Teks Terlampir →
Tomioka
BEBERAPA bulan lalu, masih ada 52 ribu orang yang menghuni kota itu. Tapi kini,
Tomioka adalah kota hantu, dengan tak seorang
pun berani tinggal di sana .
Adalah nuklir yang menjadi hantu itu. Kebocoran reaktor
nuklir yang tak jauh dari kota , telah membuat
pemerintah Jepang mengambil keputusan cepat: mengungsikan seluruh warga kota .
Kini, di depan batas kota ,
serdadu berjaga dengan moncong senapan terkokang. Tidak ada seorang pun boleh
masuk ke dalam kota .
Seandainya kita bisa masuk ke sana ,
maka kita bisa berimajinasi bahwa kita menjadi orang yang serba “ter” di kota itu. Kita bisa
mengatakan diri kita terkaya, tercantik, termuda, atau bahkan tertua di kota itu. Sebab, tak ada
seorang pun lagi di sana
yang bisa menjadi pembanding kita. Tapi siapakah yang berani masuk Tomioka
sekarang?
Jalan-jalan kota
menjadi lengang. Gedung bertingkat, mall, pasar, sampai tempat ibadah menjadi
bisu. Buah peradaban manusia itu pun akhirnya bakal hancur oleh manusia itu
sendiri.
Mari kita bayangkan sekarang: andai tak perlu ada rasa
permusuhan, andai tidak ada ego intelektual, andai tak ada dana rakyat yang
digunakan untuk membangun reaktor nuklir.

Daftar Terlampir →
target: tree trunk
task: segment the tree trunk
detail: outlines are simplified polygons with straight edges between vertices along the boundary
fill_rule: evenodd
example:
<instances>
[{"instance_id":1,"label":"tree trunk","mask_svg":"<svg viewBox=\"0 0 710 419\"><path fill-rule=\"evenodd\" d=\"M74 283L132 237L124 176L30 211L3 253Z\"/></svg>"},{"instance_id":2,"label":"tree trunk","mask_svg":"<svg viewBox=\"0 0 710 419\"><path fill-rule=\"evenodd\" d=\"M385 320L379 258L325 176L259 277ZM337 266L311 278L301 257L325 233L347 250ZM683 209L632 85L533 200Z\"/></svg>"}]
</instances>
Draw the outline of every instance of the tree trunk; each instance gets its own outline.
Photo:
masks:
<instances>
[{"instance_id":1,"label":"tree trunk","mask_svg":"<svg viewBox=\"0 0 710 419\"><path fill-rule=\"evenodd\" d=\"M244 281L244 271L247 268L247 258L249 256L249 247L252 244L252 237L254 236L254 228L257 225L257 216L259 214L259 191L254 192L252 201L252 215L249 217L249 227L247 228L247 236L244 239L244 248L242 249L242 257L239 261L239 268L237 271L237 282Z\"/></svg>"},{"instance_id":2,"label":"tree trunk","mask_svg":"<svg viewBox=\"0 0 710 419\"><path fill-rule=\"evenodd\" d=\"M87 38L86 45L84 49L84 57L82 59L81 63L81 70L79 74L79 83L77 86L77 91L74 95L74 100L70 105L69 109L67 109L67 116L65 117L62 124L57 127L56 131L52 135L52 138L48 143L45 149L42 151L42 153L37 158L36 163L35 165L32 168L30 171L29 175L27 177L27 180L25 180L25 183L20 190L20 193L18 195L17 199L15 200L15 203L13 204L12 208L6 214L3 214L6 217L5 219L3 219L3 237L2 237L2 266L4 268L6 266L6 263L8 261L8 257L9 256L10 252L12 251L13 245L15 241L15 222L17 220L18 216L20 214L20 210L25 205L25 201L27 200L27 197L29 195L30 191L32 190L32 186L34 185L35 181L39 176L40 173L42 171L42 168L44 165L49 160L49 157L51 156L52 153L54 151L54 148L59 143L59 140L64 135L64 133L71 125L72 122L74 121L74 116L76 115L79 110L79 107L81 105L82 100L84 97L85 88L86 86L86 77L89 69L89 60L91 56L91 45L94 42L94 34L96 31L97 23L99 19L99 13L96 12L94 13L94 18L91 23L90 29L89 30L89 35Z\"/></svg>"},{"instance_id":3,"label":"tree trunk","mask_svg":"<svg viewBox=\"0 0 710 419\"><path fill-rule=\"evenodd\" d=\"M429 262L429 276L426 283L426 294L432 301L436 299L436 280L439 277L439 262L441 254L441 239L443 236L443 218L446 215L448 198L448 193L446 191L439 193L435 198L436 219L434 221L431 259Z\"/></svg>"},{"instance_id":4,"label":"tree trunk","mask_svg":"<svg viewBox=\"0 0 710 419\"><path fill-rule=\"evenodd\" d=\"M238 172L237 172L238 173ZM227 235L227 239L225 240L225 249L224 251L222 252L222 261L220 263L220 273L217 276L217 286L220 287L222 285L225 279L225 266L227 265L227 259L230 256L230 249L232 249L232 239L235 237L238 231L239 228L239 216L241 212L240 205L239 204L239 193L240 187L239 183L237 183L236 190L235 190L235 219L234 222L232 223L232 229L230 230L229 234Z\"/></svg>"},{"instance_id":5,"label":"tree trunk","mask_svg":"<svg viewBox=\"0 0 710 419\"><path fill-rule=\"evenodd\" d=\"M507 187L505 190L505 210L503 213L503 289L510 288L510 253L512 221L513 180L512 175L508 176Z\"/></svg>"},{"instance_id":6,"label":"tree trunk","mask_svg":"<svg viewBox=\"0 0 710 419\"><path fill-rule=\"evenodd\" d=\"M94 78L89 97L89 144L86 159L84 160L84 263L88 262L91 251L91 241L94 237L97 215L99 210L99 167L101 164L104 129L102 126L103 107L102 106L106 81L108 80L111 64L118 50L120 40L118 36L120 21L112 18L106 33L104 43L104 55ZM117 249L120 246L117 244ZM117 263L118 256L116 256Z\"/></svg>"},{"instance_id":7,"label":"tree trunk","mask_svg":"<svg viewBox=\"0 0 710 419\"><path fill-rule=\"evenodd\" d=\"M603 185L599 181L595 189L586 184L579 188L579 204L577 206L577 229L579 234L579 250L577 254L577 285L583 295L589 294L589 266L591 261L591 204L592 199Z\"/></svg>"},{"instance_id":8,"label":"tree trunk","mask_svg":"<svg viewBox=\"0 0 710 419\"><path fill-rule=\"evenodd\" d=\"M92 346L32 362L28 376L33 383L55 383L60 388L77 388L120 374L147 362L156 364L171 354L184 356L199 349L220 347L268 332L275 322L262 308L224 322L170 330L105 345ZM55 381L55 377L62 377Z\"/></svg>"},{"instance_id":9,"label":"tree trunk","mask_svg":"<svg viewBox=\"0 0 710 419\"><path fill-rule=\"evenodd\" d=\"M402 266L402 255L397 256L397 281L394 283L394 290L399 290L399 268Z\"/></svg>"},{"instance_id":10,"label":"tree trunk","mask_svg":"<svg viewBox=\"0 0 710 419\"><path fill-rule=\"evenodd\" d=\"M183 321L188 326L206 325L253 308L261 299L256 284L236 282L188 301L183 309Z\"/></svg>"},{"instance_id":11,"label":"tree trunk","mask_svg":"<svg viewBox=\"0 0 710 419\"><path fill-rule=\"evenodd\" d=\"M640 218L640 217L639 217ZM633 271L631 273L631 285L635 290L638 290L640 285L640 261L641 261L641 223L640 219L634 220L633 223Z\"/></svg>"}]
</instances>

Daftar Tugas →
(1) Menurut teks tentang Tomioka, berapa banyak orang yang masih menghuni kota itu beberapa bulan lalu?
(2) Silakan salin kata demi kata bagian teks tentang Tomioka, mulai dari "Adalah nuklir yang" sampai "dalam kota .".
Daftar di atas tidak dipakai sama sekali.

Daftar Jawaban →
(1) 52 ribu orang.

(2)
Adalah nuklir yang menjadi hantu itu. Kebocoran reaktor
nuklir yang tak jauh dari kota , telah membuat
pemerintah Jepang mengambil keputusan cepat: mengungsikan seluruh warga kota .
Kini, di depan batas kota ,
serdadu berjaga dengan moncong senapan terkokang. Tidak ada seorang pun boleh
masuk ke dalam kota .